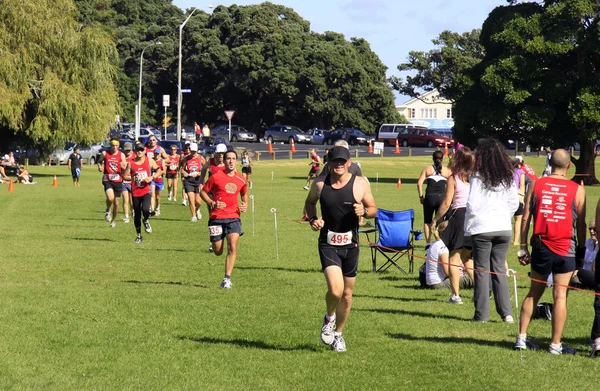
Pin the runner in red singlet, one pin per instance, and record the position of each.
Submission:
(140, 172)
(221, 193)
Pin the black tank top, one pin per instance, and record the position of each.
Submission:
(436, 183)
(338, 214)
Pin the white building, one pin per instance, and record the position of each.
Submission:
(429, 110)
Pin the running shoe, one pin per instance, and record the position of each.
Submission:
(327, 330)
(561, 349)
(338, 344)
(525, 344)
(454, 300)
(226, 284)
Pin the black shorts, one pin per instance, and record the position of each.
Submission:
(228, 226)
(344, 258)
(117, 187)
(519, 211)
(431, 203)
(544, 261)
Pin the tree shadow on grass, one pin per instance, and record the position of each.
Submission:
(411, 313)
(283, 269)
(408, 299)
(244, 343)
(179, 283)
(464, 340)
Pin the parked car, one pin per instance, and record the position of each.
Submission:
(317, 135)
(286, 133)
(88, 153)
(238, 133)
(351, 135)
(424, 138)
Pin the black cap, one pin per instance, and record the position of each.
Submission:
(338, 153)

++++++++++++++++++++

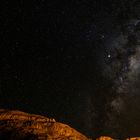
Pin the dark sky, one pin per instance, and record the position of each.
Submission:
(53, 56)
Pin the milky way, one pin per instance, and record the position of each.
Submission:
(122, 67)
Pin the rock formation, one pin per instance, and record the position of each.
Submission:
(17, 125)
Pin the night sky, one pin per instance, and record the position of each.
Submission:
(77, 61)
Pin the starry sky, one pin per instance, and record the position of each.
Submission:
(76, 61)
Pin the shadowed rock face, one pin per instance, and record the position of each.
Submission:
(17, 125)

++++++++++++++++++++

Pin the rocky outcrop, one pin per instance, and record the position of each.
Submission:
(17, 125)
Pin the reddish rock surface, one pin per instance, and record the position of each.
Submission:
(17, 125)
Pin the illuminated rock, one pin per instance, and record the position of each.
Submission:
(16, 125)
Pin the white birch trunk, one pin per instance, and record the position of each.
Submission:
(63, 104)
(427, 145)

++++++++++++++++++++

◆ Task directions ◆
Tally the lines of the data above that contain the string "black", and give only the number.

◆ Solution for this problem ◆
3